Work order: Restate word for word the lines of the data below, from the first through the one that has "for every instance of the roadside".
-- Opening Marker --
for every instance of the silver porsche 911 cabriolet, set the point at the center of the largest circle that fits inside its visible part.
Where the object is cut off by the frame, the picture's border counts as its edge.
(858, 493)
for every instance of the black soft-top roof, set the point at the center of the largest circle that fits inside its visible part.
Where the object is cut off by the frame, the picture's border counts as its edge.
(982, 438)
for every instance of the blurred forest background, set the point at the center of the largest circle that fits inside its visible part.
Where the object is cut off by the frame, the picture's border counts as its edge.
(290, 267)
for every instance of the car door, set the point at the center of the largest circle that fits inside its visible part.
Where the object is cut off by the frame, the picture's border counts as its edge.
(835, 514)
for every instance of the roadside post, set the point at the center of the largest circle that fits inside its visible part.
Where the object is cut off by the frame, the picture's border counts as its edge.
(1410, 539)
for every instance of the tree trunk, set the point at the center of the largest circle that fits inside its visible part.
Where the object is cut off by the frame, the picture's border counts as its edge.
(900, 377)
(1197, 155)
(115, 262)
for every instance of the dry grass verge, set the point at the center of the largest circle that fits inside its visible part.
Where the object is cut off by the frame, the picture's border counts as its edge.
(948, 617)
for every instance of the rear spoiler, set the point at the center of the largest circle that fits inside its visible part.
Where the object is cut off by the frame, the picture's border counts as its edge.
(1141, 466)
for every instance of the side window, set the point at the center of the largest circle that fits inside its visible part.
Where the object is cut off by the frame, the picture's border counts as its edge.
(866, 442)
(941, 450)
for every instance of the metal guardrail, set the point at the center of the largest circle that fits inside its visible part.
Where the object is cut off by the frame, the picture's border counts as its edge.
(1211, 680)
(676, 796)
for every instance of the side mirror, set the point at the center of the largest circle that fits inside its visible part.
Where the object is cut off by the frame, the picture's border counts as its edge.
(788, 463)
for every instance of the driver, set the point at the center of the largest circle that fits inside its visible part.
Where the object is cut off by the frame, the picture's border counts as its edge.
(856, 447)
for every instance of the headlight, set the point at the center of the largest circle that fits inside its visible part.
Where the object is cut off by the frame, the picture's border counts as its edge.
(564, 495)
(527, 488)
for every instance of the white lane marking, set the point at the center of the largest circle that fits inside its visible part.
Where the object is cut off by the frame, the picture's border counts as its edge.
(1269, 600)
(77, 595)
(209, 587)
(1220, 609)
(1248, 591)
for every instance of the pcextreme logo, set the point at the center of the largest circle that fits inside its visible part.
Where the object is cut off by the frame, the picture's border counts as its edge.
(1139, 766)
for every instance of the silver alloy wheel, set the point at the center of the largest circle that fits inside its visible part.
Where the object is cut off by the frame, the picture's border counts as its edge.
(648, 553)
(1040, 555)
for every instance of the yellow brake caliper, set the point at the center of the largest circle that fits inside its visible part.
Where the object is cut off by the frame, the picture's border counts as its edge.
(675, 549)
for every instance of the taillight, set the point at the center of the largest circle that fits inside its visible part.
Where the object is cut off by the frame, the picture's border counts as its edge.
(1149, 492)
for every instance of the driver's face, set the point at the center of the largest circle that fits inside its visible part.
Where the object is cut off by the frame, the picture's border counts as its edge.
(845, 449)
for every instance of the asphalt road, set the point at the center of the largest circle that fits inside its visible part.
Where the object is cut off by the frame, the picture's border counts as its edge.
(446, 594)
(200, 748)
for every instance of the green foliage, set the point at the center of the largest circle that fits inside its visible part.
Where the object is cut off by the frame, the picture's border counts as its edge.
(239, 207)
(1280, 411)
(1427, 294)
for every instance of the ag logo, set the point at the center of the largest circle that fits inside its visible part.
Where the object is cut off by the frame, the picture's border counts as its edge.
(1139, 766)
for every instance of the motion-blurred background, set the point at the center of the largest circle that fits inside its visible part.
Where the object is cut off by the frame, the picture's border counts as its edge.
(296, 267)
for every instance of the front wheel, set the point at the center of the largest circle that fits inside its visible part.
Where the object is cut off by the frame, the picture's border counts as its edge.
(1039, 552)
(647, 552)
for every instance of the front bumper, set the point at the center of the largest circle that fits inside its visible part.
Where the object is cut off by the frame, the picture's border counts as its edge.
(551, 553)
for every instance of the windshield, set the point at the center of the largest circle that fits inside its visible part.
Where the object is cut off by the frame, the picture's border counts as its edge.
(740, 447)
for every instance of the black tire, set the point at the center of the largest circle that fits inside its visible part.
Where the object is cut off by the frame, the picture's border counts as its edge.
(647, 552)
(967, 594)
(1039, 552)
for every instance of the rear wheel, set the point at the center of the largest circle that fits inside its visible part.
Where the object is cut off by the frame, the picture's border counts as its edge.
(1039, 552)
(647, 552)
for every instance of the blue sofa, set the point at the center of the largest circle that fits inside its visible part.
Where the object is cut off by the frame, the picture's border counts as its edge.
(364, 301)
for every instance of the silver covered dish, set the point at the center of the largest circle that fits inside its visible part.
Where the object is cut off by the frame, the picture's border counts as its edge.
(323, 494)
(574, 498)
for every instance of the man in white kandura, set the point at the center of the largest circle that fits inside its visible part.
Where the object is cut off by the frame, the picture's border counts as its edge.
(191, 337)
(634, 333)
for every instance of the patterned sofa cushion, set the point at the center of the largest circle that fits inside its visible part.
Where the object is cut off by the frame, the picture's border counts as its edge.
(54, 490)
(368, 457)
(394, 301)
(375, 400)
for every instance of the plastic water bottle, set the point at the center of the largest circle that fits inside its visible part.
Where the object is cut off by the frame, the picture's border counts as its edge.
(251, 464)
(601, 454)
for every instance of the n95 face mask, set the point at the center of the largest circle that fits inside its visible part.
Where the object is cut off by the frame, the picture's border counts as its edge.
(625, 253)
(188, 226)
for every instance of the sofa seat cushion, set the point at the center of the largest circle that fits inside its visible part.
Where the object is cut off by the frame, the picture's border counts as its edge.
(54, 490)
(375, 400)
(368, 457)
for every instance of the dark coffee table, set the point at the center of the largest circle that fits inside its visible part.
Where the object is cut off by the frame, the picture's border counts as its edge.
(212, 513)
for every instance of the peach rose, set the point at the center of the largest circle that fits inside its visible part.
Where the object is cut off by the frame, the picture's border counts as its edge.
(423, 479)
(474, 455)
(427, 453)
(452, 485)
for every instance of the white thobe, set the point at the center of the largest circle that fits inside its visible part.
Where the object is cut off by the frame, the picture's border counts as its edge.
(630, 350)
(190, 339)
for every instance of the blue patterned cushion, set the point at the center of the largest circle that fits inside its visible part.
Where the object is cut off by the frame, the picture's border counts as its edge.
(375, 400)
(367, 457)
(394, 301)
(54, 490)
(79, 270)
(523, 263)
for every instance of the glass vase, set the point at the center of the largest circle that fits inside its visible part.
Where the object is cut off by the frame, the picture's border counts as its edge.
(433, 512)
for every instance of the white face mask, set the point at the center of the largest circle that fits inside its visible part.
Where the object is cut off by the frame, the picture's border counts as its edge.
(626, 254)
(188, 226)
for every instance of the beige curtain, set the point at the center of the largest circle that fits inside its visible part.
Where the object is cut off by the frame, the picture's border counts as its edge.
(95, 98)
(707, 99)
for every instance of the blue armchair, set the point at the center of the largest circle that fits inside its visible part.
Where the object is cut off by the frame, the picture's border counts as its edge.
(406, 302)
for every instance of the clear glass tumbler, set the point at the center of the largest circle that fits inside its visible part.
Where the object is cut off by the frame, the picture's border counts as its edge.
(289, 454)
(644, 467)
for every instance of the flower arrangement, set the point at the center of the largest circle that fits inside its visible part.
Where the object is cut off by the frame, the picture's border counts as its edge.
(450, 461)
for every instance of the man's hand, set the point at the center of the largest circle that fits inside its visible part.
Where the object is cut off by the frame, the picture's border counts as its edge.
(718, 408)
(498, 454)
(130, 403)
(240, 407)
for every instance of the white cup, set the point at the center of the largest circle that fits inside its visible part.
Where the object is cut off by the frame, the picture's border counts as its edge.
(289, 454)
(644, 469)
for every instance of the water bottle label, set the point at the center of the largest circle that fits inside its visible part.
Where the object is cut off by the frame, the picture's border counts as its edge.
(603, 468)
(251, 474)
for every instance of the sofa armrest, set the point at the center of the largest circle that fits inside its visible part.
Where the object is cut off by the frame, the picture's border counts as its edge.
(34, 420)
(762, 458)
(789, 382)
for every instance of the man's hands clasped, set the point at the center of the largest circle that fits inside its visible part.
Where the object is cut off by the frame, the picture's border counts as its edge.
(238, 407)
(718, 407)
-- Closing Marker --
Exercise result:
for every instance of the silver porsche 911 cabriolet, set the point at the center of the largest circle that fits inside its visible part.
Where the object is cut off by the frame, the picture's border counts as its edge.
(858, 493)
for every instance of the black soft-top roof, set the point at the center of the largest circle that fits inside its visible part.
Where the object is cut off by the frame, the picture's border counts as its edge.
(982, 438)
for every instance of the blurred forest background, set the point at the center of the largest circle that fits inside its visible part.
Where the object is cut off by the frame, the picture's border counts as its edge.
(290, 267)
for every instance of the car door, set the point at the center of the largest circle that fits inside its visible part.
Where the object is cut off by the frame, the picture's border counts as its edge.
(835, 514)
for every instance of the roadside post, set the point at the center of the largest circle that fits inside its visible part.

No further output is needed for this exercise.